Required work
Check each line of the entries below for the word "gets", and copy the lines that have it.

[Photo-based referring expression data]
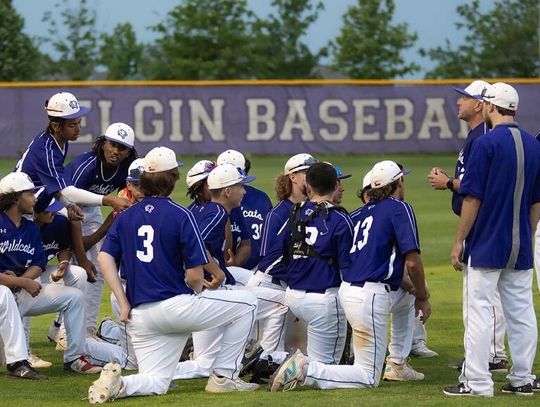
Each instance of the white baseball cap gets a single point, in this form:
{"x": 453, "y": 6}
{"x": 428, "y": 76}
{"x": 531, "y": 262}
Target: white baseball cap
{"x": 120, "y": 133}
{"x": 16, "y": 182}
{"x": 233, "y": 157}
{"x": 226, "y": 175}
{"x": 299, "y": 162}
{"x": 64, "y": 105}
{"x": 384, "y": 173}
{"x": 503, "y": 95}
{"x": 474, "y": 90}
{"x": 136, "y": 168}
{"x": 199, "y": 171}
{"x": 160, "y": 159}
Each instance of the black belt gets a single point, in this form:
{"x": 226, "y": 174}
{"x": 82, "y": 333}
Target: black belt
{"x": 361, "y": 284}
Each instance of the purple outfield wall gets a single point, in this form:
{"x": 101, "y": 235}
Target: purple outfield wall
{"x": 318, "y": 117}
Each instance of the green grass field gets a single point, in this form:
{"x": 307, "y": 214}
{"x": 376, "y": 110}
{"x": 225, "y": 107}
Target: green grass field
{"x": 445, "y": 329}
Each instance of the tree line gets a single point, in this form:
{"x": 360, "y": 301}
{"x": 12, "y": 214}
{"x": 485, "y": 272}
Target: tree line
{"x": 199, "y": 41}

Output of the task
Each instance of the white baseball cap gets a single point, in this form:
Each instance of the black belt gets a single point, in this form:
Each instance of the purple outfield wall gets a single point, in this form:
Each instance of the green grass field gets a single point, in this form:
Each instance of the tree line gets a single point, in this form:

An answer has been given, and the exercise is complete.